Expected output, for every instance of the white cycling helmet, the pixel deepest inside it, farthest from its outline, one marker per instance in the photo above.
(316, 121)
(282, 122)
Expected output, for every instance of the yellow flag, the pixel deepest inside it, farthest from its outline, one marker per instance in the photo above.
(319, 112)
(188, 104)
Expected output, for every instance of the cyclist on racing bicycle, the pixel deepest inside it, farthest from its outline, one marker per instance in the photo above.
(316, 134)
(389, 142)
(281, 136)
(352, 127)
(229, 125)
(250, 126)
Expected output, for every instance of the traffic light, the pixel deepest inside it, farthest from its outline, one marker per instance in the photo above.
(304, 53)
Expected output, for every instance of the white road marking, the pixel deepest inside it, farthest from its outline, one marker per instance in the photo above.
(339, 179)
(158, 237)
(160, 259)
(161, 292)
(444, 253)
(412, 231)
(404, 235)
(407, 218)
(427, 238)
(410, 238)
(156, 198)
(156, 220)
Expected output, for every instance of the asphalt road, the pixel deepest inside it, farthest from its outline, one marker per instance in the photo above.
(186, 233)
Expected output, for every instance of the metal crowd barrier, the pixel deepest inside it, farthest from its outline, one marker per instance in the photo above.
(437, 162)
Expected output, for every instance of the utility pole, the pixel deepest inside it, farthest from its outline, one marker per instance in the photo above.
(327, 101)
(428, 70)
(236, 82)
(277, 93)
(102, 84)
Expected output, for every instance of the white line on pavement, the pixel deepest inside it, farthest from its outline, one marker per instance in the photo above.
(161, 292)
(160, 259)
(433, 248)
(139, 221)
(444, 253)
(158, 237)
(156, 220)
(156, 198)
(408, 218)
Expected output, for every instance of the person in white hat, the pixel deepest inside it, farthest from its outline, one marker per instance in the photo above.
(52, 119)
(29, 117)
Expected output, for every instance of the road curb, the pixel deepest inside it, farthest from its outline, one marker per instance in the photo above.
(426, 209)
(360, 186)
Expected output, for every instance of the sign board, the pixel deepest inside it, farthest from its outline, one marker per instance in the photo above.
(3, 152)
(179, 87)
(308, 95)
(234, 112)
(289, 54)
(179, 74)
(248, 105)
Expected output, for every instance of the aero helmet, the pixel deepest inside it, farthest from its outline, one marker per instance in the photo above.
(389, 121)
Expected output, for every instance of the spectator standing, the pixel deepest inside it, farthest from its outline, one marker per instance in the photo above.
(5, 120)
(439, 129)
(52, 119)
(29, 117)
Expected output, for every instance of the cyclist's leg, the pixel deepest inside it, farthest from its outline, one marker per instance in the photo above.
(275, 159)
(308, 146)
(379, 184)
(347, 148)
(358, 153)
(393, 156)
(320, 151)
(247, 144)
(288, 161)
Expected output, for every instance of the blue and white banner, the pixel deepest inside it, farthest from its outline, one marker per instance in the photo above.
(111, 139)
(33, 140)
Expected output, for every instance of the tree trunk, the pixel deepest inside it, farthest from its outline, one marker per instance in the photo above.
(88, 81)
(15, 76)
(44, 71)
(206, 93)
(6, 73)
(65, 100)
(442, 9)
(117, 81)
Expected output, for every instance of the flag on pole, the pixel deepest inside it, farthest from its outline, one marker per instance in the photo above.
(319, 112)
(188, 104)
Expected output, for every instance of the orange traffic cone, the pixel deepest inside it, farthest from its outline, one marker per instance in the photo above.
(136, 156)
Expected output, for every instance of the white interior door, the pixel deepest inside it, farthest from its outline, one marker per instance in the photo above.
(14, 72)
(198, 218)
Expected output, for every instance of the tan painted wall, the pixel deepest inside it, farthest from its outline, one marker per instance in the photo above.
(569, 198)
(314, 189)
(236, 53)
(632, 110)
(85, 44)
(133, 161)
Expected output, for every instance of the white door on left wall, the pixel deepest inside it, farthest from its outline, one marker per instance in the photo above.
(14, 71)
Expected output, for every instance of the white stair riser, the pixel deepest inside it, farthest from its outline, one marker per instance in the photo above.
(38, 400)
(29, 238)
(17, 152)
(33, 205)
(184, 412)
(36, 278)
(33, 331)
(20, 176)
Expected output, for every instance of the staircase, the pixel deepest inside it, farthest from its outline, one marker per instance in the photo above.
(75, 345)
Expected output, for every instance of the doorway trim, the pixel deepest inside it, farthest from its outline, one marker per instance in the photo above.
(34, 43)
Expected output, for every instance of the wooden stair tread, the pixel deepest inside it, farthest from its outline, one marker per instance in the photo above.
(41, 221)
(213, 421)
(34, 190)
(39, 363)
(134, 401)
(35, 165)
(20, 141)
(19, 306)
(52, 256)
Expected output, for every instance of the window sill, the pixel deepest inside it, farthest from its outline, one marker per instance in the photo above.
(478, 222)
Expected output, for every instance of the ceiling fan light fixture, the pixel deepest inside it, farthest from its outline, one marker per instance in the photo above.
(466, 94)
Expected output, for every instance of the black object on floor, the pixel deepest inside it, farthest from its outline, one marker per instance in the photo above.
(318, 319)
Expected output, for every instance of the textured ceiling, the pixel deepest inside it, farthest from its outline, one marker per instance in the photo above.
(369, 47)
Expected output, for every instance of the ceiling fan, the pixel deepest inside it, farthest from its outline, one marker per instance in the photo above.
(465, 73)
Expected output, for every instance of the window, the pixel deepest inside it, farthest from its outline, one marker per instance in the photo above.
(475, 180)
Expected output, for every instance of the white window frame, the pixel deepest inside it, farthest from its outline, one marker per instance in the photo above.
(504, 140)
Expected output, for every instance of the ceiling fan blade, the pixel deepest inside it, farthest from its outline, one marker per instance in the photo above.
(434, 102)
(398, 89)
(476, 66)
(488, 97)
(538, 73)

********************

Output only the lines from the one holding "Expected output, for every instance of the black" through the last line above, exactly as they appear.

Expected output, for every instance of the black object on floor, the pixel deepest inside it, farthest from its outline, one marker per instance in the photo above.
(318, 319)
Expected output, for every instance of the textured ceiling, the pixel deepest inside it, farthest from its outline, one marker per instance in the photo above.
(369, 47)
Expected output, for every instance of the ceiling fan, the pixel deepest inside it, farthest from its outline, one marker per instance in the photo above.
(465, 73)
Expected output, for every instance of the window, the pixel deepest inside it, farthest from its outline, one marker per instance in the photo above.
(475, 180)
Expected output, for every instance of the white window frame, the pixel deepest inside it, farthest from its outline, one marker per instance in the photo above.
(504, 140)
Expected output, for every instance of the ceiling fan blade, the pixel deepest inside it, farthest from its outline, one marker per instance in the photo above.
(434, 102)
(398, 89)
(476, 66)
(488, 97)
(538, 73)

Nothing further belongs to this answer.